Publication information
- Publisher: Marvel Comics
- First appearance: X-Men #94 (August 1975)
- Created by: Chris Claremont Dave Cockrum

In story information
- Type: Jet aircraft
- Element of stories featuring: X-Men

= Blackbird (comics) =

Aircraft used by the fictional superhero team the X-Men

The Blackbird (also known as the X-Jet) is a fictional jet aircraft appearing in American comic books published by Marvel Comics. Created by writer Chris Claremont and artist Dave Cockrum, the aircraft first appeared in X-Men #94 (August 1975). The Blackbird concept has survived multiple redesigns over the years. It is used primarily by the X-Men as a personal transport vehicle.

== Publication history ==
The Blackbird debuted in X-Men #94 (August 1975), created by Chris Claremont and Dave Cockrum. It appeared in the 2020 X-Men / Fantastic Four series.
..............................
-- Given exercise 1 --
Find every line in the listing that contains the word "dark" and copy each one.

-- Supplied material --
..............................
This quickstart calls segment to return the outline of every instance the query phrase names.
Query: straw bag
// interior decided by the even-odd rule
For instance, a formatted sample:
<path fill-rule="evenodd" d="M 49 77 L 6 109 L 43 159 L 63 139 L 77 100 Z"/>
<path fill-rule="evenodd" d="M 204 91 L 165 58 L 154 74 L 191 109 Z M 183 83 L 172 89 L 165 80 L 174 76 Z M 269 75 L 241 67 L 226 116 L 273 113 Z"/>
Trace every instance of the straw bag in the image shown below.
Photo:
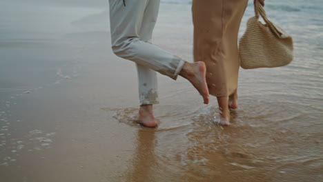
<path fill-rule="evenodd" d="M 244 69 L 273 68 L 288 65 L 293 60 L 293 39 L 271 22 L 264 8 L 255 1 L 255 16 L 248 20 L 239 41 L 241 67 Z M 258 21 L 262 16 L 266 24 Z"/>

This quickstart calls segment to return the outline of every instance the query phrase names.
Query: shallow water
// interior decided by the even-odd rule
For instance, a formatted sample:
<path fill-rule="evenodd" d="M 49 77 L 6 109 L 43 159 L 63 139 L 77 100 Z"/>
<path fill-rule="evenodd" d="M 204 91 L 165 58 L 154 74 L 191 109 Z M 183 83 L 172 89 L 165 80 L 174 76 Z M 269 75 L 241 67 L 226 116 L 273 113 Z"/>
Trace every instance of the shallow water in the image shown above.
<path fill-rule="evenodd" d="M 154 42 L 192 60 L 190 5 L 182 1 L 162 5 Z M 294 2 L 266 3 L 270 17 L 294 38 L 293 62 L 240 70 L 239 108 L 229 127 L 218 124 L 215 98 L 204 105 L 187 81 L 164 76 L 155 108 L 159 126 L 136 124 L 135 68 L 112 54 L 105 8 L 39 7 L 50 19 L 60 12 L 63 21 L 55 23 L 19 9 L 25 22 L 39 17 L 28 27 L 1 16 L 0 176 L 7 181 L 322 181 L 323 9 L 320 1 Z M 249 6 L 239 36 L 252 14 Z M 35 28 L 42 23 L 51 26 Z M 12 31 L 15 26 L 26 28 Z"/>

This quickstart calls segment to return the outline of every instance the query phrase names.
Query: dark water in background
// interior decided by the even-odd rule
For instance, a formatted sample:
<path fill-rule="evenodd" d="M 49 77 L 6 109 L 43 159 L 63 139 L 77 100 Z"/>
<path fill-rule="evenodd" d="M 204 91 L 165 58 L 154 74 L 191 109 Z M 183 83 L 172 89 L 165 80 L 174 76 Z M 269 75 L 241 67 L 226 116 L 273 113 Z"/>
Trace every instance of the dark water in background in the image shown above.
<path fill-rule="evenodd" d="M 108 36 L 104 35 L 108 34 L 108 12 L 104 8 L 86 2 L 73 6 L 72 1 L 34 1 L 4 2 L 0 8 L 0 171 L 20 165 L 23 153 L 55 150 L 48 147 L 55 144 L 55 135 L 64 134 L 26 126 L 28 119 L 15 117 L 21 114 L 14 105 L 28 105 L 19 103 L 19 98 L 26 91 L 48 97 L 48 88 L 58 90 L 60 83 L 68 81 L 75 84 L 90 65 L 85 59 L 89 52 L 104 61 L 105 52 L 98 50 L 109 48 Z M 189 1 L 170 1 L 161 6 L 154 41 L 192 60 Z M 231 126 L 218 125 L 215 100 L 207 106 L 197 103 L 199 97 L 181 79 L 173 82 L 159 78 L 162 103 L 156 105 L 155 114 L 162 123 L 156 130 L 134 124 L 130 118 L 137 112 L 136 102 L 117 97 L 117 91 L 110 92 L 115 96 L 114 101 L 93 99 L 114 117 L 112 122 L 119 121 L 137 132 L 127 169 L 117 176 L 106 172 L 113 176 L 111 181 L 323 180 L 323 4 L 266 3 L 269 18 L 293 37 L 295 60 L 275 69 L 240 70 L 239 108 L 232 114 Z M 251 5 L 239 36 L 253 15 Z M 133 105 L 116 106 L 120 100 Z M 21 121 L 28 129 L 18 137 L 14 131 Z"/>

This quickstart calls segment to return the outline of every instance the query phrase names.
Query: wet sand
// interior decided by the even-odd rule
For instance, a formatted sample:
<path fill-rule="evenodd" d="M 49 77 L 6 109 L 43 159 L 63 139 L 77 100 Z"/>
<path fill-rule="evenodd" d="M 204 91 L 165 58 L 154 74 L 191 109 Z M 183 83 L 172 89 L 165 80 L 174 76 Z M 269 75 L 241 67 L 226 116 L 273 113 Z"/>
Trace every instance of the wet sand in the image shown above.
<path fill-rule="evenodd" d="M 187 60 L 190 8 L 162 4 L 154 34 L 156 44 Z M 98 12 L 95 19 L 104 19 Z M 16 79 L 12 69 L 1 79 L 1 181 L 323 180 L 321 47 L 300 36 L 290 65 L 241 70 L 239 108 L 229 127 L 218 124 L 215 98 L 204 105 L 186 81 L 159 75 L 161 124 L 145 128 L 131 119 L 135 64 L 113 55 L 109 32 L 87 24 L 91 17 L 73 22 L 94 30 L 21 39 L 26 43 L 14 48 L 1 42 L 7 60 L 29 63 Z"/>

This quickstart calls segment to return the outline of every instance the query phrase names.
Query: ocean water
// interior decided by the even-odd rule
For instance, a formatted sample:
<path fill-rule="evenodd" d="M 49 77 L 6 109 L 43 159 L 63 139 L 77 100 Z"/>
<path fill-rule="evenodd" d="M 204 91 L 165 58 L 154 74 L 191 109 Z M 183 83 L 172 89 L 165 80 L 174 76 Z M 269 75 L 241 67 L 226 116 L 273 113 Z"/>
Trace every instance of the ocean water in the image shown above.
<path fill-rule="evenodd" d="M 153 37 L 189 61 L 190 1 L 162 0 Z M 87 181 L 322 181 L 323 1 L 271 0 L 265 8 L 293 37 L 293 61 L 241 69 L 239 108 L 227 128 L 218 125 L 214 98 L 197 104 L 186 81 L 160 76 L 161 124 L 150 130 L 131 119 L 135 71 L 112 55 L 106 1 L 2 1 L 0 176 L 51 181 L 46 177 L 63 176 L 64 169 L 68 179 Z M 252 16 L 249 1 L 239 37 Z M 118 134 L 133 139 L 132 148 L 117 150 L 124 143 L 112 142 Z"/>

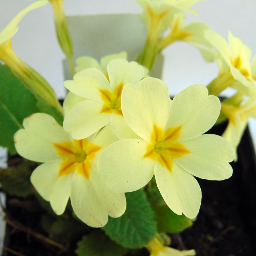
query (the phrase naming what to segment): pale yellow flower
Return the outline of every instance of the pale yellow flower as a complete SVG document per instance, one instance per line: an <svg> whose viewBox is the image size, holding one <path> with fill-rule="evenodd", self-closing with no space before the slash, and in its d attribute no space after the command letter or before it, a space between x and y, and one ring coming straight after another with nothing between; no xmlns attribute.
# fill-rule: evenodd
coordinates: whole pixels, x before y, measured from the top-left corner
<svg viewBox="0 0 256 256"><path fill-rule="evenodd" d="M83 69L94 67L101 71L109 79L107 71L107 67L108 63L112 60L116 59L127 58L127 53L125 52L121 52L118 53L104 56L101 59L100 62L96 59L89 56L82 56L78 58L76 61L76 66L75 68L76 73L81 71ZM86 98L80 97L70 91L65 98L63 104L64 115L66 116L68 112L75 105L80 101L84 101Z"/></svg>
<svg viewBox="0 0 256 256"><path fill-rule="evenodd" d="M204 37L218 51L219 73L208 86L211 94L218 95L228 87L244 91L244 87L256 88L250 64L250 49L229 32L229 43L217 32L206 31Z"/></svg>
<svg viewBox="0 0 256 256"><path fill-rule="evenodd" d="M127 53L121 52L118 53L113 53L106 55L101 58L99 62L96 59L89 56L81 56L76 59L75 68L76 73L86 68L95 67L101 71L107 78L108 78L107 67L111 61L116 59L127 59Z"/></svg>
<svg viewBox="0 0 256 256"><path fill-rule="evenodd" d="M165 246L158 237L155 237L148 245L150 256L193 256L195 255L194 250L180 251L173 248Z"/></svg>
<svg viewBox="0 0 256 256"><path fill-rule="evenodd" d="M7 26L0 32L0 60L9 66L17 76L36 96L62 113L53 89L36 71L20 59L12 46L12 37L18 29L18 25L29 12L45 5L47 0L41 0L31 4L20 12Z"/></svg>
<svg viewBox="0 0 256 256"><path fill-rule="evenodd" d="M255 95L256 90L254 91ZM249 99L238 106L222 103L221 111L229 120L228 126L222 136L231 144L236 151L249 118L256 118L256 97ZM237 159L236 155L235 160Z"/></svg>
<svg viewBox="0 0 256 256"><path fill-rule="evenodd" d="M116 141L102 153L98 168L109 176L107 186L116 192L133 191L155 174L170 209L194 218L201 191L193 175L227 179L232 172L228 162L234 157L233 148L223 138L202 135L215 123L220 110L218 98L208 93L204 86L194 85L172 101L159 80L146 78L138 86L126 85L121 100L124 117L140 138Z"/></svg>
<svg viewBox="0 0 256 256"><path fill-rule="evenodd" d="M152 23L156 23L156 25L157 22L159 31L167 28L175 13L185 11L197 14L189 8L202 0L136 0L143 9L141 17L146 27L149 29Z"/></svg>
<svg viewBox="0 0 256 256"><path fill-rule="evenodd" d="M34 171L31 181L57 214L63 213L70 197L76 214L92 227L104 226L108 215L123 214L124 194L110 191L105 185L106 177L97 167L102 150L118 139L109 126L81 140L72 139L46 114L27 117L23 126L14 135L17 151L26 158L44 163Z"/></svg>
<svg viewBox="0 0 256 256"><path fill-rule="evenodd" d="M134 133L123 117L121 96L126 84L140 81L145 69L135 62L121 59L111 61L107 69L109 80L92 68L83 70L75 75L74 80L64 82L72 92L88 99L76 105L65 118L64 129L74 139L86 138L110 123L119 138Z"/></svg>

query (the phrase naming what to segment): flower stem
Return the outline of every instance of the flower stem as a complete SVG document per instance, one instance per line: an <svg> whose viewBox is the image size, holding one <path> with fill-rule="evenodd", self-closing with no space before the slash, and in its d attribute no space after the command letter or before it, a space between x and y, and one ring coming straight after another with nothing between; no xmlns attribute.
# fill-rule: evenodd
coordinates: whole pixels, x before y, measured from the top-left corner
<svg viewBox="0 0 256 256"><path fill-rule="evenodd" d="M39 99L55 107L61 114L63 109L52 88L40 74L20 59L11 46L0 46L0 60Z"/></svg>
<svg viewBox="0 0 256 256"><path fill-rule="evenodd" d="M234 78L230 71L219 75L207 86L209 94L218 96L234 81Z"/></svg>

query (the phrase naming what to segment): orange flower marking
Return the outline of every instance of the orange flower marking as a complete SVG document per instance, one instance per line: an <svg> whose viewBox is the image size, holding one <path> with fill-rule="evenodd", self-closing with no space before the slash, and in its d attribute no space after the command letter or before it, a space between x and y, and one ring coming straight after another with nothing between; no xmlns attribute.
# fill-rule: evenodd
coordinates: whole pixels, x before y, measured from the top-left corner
..............................
-- Given exercise 2 --
Name each field label that appears under "Publication information" and "In story information" in the Blackbird article.

-- Expected output 1 --
Query: dark water in background
Trace every instance of the dark water in background in the image shown above.

-- Expected output 2 --
Publisher, First appearance, Created by, Type, Element of stories featuring